_WORK REQUEST 1_: From the Henri Liipola biography, list every city named as a place where he competed.
_WORK REQUEST 2_: According to the Henri Liipola biography, which city is he from?
[[ EXCERPT, beginning ]]
Personal information
- Born: 24 April 1994 (age 32)

Sport
- Sport: Athletics
- Event: Hammer throw

Achievements and titles
- Personal best: Hammer: 75.47m (2018)

= Henri Liipola =

Finnish athlete (born 1994)

Henri Liipola (born 24 April 1994) is a Finnish hammer thrower. He is a multiple-time national champion.

==Biography==
Liipola threw a personal best of 75.47 metres at the hammer carnival in Kaustinen at the end of June in 2018, and made his major championship debut at the 2018 European Athletics Championships in Berlin, Germany. The following year, he represented Finland at the 2019 European Throwing Cup.

He competed at the 2022 European Athletics Championships in Munich, Germany.

He won his fifth senior national title in August 2025 at the Finnish Athletics Championships with a throw of 74.83 metres. He threw 73.12 metres to win at the Finnkampen in Stockholm on 22 August. In September 2025, he competed in the hammer throw at the 2025 World Championships in Tokyo, Japan, without qualifying for the final.

In August 2026, he competed at the 2026 European Athletics Championships in Birmingham, England, in the hammer throw.

==Personal life==
He is from Turku. In 2024, he revealed he had been diagnosed with sleep apnea.
[[ EXCERPT, end ]]
[[ RECORD EXTRACTS, beginning ]]
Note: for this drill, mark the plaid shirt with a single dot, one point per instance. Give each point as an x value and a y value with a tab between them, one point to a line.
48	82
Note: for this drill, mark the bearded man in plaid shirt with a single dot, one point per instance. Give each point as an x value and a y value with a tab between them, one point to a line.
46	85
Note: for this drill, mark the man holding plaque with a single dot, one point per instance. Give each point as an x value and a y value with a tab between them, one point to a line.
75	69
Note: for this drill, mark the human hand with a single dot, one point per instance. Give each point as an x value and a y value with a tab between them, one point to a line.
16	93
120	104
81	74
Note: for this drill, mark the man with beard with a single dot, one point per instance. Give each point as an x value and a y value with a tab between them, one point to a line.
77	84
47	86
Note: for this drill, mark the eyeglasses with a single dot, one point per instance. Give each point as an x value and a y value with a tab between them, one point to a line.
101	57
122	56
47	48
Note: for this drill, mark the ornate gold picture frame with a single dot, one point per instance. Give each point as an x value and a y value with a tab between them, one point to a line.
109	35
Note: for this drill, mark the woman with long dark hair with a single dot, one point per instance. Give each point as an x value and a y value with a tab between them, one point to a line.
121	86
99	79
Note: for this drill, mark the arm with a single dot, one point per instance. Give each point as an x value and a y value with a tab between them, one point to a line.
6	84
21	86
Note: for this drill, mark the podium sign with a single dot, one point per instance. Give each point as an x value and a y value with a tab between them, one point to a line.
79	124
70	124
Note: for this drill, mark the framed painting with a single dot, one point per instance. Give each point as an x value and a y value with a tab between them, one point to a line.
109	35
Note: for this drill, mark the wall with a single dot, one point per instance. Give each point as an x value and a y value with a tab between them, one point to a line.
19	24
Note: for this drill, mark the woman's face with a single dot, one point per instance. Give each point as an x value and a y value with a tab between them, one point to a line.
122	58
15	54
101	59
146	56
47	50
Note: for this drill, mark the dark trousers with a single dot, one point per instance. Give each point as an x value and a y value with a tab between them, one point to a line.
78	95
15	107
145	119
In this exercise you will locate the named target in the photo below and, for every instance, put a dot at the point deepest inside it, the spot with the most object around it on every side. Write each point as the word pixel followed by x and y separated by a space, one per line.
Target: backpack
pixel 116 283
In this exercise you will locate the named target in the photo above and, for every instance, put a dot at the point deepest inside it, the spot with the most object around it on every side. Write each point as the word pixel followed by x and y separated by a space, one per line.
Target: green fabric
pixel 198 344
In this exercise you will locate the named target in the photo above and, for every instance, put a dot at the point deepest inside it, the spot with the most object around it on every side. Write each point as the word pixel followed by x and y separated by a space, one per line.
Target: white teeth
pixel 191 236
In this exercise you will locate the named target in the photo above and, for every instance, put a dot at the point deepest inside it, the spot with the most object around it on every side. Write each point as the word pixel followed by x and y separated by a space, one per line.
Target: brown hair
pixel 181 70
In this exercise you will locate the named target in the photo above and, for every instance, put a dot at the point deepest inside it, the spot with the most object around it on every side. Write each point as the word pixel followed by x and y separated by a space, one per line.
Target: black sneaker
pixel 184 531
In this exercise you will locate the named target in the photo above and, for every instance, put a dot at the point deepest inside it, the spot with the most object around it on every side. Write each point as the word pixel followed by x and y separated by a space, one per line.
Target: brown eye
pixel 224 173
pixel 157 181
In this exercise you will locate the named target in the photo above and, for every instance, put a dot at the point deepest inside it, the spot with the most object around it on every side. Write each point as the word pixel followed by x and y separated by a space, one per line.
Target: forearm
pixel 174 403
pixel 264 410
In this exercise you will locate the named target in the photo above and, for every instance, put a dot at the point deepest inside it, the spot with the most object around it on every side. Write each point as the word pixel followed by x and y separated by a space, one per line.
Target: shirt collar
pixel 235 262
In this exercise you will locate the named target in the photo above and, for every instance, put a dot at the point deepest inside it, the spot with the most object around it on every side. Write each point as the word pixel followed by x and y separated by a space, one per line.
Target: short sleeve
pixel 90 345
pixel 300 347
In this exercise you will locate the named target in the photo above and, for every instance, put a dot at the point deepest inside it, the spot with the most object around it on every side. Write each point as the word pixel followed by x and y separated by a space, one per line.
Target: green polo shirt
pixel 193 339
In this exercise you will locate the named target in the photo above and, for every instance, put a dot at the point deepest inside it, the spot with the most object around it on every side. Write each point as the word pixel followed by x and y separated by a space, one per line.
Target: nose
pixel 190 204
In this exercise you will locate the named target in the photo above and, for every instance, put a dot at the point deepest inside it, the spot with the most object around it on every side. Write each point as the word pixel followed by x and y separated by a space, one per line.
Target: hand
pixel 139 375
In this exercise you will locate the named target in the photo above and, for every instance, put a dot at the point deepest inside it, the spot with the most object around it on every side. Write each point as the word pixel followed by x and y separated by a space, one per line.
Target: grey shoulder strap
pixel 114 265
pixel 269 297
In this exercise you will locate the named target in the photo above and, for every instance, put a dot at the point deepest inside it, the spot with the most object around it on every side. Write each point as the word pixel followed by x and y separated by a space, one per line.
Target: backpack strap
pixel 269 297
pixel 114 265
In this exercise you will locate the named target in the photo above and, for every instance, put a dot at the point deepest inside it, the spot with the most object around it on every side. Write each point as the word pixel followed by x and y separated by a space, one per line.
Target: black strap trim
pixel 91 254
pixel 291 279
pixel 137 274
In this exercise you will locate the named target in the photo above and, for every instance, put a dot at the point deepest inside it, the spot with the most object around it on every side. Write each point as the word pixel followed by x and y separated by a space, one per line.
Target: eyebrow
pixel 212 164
[[ RECORD EXTRACTS, end ]]
_TASK RESULT 1_: Kaustinen, Berlin, Munich, Stockholm, Tokyo, Birmingham

_TASK RESULT 2_: Turku